| Stored data entries |
=== Begin Enclosure ===

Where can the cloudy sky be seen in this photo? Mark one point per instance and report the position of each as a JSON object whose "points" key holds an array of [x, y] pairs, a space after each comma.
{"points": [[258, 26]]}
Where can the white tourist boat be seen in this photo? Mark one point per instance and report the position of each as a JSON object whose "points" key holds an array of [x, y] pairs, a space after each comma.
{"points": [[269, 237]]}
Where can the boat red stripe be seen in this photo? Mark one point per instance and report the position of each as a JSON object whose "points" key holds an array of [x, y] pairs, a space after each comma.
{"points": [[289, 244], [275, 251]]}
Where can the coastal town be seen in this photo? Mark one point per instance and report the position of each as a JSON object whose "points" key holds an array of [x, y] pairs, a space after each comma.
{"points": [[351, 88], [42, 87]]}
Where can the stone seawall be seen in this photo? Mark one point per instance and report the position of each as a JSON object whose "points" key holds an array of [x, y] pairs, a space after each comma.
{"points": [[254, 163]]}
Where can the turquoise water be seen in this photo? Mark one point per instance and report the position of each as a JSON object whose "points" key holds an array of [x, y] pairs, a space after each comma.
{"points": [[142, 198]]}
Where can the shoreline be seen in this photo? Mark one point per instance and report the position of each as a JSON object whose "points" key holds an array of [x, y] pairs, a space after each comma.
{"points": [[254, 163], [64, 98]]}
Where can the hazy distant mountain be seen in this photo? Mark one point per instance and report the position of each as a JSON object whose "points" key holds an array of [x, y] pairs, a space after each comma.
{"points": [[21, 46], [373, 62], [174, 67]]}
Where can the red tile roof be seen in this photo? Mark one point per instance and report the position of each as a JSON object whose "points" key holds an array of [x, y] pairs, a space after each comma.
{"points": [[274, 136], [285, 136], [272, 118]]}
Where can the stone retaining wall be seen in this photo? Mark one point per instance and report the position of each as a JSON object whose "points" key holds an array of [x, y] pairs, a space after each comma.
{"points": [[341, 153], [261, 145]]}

=== End Enclosure ===

| What the task requires |
Transcribe the records in full, keeping every character as it is.

| Response |
Where can the cloudy sky be seen in this photo? Mark one point per instance and report the position of each as a JSON object whose "points" key holds an array of [x, y] pairs, a space after each comma.
{"points": [[258, 26]]}
Where can the white tourist boat be seen in this photo? Mark one point per instance and report the position of each as a JSON object whose "points" key holds an array of [x, y] pairs, a space after each comma.
{"points": [[269, 237]]}
Where can the boat red stripe be seen in this photo? Mark one point per instance and report the position of each as a JSON object whose "points" key holds an array of [x, y] pairs, a space after each comma.
{"points": [[289, 244], [275, 251]]}
Where can the coastal town be seen in this photo? Mark one point per instance and report the position of each as a JSON object whose "points" key holds an array of [x, y] pairs, a space after each comma.
{"points": [[351, 88], [42, 87]]}
Where can the stone seawall be seen in this photo? Mark one point per instance and report the position of each as a JSON object whose "points" key holds an array of [x, y] pairs, a space after each comma.
{"points": [[254, 163]]}
Where can the turquoise water be seen in this photo? Mark one point per instance and report the position of each as a JSON object whose "points" key holds an array of [x, y] pairs, a space after each comma.
{"points": [[142, 198]]}
Where can the shoreline be seen in this photo? Mark one point per instance and report the position of each as a JSON object whose "points" key holds an array of [x, y] pairs, a space after each comma.
{"points": [[254, 163], [64, 98]]}
Where can the hazy distant mountain be seen in this photo? Mark one point per instance and report the position of each as a JSON object whose "points" key holds an array of [x, y] pairs, a space after each comma.
{"points": [[21, 46], [373, 62], [174, 67]]}
Where can the red tile roof be seen in this photo? Mark one point per instance and report the position of each as a JSON object whose "points" key holds an array of [x, y] pairs, a space after each comma.
{"points": [[274, 136], [285, 136], [272, 118]]}
Where can the stone retaining wall be seen in this photo? Mark one point per instance and report the position of each as a JSON object whose "points" key holds an array of [x, y] pairs, a space after each comma.
{"points": [[341, 153], [261, 145]]}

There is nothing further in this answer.